> What is required
Count the lines in the entries below that contain the string "person", treating uppercase and lowercase as different. Give only the number.

> Excerpted records
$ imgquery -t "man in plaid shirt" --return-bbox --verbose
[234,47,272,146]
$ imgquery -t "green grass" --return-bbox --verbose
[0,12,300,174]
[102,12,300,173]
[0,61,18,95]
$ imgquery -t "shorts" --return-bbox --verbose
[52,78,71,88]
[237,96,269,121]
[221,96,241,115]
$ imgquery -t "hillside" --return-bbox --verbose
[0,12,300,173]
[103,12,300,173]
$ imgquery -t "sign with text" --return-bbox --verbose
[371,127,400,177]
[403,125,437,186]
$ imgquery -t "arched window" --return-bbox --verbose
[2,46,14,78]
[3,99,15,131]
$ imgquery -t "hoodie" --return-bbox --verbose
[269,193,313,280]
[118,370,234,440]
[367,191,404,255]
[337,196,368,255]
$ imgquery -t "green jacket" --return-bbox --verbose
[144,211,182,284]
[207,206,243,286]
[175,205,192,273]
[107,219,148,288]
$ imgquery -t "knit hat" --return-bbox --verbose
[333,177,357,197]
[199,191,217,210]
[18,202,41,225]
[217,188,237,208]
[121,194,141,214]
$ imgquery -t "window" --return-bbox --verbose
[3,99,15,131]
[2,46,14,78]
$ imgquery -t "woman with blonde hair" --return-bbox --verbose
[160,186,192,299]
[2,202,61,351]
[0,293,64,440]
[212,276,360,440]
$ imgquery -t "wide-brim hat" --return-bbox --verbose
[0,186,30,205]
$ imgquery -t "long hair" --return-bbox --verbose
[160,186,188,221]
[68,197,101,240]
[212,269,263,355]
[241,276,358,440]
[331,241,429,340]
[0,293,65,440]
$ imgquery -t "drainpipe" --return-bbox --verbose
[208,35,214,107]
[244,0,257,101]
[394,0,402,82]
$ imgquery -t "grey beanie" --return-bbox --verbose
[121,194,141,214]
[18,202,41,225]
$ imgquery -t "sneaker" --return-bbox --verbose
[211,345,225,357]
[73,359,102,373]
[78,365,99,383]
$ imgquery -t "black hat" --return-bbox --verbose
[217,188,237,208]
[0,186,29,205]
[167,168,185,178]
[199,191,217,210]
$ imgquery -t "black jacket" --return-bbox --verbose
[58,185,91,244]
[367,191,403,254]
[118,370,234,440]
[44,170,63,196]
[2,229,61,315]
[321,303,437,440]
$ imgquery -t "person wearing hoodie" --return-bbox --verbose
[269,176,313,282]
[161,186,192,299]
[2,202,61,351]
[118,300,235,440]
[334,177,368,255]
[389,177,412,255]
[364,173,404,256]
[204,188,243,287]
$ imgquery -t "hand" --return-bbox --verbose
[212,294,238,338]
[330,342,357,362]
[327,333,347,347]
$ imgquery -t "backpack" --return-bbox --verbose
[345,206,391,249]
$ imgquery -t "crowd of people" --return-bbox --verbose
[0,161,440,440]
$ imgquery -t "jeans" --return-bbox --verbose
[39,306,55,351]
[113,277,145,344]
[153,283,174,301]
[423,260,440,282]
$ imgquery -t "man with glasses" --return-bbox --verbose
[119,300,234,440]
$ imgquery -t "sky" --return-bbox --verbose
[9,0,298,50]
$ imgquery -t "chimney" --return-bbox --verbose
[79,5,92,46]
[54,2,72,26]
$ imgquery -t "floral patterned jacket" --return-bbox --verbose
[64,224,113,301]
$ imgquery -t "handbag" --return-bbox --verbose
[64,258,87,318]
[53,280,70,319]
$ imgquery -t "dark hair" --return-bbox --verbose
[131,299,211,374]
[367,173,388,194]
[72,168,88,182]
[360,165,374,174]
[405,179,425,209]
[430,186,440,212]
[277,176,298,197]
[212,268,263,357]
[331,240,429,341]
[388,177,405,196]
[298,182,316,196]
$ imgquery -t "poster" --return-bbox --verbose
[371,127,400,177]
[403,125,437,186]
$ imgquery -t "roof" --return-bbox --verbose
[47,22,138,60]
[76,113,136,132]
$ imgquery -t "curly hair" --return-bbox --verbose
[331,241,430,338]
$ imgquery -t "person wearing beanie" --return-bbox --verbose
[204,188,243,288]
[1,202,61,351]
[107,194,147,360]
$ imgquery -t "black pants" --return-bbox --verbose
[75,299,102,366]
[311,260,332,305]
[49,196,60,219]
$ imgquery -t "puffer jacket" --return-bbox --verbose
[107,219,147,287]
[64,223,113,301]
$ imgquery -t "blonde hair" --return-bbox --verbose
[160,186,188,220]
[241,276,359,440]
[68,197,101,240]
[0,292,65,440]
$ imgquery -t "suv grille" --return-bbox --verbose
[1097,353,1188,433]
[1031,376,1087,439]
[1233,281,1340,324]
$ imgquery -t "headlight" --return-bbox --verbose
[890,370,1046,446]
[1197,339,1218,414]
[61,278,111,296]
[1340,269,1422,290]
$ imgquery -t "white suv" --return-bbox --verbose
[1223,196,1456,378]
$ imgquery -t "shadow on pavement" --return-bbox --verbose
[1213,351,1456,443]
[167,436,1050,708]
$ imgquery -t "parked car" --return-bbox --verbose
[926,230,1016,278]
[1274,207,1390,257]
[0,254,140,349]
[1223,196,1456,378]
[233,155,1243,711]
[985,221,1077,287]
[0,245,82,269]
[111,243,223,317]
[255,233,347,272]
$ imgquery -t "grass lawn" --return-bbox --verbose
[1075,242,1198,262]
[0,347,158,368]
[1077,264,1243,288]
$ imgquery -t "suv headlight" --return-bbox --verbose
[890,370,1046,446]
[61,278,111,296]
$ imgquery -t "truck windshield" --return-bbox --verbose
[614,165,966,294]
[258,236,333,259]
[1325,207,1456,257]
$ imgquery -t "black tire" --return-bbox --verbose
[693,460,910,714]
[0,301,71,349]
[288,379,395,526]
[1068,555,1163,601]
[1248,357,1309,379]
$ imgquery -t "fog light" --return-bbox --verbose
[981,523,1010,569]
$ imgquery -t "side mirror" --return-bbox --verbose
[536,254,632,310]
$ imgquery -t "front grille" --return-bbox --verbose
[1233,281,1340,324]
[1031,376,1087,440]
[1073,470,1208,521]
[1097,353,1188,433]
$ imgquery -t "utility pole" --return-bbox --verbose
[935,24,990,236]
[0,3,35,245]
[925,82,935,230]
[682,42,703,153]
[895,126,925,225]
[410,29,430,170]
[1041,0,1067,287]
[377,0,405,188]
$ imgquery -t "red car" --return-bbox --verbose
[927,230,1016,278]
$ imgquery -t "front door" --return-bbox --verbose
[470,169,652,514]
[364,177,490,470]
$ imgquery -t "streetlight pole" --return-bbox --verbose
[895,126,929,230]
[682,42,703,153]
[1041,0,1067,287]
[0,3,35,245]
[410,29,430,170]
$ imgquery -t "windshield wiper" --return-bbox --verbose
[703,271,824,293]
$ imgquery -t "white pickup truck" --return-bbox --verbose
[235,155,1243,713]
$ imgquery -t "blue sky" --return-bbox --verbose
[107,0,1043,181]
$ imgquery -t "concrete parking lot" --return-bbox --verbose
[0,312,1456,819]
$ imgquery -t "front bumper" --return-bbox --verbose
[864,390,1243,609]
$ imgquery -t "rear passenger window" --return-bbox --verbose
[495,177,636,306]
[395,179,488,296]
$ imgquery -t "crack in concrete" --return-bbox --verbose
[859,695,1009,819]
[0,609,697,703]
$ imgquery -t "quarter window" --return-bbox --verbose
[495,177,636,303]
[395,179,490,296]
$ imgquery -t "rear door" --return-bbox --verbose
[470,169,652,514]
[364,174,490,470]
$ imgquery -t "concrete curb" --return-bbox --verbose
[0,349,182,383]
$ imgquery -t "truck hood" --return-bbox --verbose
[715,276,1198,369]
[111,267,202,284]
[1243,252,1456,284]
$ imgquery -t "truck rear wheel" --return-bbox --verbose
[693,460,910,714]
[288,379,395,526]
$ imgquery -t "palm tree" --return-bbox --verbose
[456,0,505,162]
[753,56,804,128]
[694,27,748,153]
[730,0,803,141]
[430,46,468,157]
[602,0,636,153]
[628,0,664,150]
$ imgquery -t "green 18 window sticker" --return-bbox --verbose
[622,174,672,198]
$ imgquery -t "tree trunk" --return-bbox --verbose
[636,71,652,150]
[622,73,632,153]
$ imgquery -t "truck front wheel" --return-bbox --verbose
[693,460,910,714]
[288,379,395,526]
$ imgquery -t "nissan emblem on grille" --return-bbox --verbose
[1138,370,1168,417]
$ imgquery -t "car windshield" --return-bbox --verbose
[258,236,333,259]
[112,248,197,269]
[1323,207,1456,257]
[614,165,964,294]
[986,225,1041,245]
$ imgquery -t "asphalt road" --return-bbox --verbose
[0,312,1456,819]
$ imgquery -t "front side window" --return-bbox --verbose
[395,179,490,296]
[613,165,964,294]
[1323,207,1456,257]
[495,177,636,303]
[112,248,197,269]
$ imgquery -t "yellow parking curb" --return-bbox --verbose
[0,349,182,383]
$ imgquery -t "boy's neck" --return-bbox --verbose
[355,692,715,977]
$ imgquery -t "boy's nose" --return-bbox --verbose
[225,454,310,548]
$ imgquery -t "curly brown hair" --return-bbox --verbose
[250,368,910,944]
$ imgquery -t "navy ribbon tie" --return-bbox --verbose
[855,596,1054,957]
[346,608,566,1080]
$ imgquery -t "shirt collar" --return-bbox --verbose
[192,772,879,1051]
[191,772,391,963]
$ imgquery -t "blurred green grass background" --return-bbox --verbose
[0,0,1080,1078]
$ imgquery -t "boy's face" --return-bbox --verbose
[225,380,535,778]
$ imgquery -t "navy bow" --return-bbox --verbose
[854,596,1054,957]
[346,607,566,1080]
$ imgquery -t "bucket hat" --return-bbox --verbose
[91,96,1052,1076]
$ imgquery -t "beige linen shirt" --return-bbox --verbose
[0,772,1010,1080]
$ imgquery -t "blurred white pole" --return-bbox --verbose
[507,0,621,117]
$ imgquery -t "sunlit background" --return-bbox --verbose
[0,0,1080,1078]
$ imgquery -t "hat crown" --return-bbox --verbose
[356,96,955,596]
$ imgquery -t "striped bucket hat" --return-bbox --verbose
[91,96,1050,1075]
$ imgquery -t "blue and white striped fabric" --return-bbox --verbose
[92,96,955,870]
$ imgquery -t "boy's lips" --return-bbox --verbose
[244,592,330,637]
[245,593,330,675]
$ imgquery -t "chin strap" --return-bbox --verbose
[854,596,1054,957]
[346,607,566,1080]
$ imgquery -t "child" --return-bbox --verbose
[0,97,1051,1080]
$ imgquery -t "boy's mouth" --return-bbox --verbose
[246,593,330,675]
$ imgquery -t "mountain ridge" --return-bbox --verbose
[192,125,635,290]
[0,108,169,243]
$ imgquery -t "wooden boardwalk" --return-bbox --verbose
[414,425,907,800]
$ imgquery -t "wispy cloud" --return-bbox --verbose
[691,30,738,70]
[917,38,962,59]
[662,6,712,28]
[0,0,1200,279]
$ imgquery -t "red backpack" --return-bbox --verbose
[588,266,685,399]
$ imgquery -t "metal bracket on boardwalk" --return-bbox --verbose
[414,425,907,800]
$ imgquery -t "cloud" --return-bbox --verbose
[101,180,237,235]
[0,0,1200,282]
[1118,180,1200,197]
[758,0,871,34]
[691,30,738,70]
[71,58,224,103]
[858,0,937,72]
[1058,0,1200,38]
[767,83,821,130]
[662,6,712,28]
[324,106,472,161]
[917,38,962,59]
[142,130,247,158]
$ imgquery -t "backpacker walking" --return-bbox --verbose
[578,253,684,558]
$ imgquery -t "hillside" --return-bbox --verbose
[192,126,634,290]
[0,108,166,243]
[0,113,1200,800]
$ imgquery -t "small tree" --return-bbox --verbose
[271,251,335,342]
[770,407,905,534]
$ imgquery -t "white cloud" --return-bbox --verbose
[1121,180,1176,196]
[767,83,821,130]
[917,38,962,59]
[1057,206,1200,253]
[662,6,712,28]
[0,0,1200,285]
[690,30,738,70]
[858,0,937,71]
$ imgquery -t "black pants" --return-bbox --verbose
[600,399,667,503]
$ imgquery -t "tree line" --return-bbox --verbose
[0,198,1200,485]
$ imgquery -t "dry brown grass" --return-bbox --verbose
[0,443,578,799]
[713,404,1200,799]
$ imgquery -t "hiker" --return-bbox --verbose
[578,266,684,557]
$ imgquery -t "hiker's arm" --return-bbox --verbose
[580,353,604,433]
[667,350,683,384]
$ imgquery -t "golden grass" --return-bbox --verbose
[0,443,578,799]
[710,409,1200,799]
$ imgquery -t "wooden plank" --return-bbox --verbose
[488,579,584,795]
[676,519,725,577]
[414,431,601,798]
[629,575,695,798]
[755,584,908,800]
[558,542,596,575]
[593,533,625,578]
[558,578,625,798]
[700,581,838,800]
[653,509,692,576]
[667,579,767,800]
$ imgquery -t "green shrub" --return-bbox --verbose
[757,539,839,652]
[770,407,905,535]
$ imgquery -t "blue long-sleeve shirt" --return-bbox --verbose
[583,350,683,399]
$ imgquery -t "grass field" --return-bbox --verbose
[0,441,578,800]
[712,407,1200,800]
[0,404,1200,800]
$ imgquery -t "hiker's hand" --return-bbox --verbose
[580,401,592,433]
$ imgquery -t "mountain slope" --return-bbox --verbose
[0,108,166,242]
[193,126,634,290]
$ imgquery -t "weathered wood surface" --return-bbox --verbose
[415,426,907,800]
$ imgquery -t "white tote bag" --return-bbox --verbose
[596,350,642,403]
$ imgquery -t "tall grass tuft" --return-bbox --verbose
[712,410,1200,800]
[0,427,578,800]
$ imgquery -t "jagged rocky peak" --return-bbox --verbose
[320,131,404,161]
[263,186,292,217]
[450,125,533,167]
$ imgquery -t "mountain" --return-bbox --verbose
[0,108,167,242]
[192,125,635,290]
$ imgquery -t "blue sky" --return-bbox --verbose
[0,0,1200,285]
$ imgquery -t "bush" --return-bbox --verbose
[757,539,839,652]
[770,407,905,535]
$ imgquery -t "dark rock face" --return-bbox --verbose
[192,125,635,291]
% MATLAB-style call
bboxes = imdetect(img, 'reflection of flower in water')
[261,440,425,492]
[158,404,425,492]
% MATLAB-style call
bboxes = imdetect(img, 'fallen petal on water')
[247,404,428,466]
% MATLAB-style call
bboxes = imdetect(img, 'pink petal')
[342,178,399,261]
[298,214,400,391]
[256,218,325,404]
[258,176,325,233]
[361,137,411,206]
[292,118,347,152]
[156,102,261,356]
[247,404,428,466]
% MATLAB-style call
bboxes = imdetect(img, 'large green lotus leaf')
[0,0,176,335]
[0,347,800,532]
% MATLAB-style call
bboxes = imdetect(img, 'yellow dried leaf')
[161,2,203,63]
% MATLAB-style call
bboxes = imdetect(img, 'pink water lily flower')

> Answer
2